WORK TASK: All that is wanted is a word-for-word retyping of the lines from the one containing "drop a point: the ebonized black molding" through the end of the material below.
⟨
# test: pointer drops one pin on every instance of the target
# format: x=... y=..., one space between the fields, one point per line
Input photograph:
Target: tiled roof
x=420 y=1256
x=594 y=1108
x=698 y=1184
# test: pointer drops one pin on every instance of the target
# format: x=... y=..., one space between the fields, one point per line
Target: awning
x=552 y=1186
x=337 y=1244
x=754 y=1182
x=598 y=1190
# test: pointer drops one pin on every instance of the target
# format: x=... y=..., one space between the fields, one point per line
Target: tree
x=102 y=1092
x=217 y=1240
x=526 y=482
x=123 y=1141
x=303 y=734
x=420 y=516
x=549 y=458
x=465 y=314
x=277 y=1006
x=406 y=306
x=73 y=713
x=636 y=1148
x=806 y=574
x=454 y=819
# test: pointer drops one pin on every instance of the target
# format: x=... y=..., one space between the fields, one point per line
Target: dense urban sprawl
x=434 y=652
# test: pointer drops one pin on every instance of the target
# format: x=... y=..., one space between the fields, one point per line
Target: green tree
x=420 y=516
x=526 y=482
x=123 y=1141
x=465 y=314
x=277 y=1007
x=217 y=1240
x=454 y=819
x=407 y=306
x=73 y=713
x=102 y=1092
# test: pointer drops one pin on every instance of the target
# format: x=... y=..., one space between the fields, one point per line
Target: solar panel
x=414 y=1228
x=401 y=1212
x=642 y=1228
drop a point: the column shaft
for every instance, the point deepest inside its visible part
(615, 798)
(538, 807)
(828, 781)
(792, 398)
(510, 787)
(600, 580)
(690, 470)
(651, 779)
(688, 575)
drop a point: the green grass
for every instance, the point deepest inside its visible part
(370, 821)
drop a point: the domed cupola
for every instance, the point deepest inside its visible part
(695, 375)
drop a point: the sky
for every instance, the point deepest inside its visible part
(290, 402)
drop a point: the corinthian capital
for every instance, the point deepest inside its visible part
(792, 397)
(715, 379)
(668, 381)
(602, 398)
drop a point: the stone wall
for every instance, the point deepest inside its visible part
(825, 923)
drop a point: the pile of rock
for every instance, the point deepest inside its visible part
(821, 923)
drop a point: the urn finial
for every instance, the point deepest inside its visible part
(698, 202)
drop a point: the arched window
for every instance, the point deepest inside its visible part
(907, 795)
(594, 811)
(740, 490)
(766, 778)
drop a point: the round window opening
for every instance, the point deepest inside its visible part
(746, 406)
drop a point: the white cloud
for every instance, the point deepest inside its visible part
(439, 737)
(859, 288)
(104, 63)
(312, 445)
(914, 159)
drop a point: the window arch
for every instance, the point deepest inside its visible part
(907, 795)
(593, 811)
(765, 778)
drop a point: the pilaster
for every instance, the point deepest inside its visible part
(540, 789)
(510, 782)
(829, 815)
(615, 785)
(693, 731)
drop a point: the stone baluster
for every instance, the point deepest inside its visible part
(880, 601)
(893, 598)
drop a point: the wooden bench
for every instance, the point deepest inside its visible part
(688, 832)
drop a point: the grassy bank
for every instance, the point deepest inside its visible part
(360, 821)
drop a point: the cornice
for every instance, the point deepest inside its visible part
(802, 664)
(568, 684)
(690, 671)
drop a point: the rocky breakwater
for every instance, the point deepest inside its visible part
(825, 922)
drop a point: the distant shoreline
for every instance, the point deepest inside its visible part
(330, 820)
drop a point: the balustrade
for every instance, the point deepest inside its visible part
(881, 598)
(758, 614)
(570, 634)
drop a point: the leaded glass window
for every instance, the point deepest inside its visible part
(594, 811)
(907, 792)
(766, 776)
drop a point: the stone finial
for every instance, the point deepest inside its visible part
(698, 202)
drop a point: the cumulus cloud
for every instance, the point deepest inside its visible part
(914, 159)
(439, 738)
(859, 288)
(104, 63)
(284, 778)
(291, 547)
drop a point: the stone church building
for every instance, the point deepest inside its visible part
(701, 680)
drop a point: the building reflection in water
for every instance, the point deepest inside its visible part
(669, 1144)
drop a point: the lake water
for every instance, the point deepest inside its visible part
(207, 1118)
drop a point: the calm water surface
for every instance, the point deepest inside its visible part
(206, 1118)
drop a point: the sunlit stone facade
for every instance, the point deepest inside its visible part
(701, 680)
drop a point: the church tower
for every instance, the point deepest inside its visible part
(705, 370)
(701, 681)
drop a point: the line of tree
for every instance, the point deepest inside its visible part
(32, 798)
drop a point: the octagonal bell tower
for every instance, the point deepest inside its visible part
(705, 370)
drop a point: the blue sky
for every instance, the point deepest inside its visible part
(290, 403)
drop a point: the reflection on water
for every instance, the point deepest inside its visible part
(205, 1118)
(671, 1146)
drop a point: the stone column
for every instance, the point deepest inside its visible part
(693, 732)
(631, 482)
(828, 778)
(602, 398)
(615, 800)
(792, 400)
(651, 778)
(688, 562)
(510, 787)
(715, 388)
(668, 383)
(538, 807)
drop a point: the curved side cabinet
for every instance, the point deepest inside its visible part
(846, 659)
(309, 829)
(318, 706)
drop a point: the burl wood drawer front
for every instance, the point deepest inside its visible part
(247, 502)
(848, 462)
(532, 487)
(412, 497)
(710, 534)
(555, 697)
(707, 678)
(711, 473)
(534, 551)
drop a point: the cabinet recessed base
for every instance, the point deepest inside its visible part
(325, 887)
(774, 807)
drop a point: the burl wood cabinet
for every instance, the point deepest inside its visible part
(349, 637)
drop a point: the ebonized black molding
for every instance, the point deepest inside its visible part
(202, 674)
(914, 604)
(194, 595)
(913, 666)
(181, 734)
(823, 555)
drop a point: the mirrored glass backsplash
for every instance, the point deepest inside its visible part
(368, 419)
⟩
WRITTEN SOLUTION:
drop a point: the ebonized black molding
for every instance, the point deepest inside its visible part
(202, 674)
(914, 604)
(194, 595)
(913, 666)
(181, 734)
(823, 555)
drop a point: the mirrored glass backsplash
for every instance, the point deepest inside its visible part
(368, 419)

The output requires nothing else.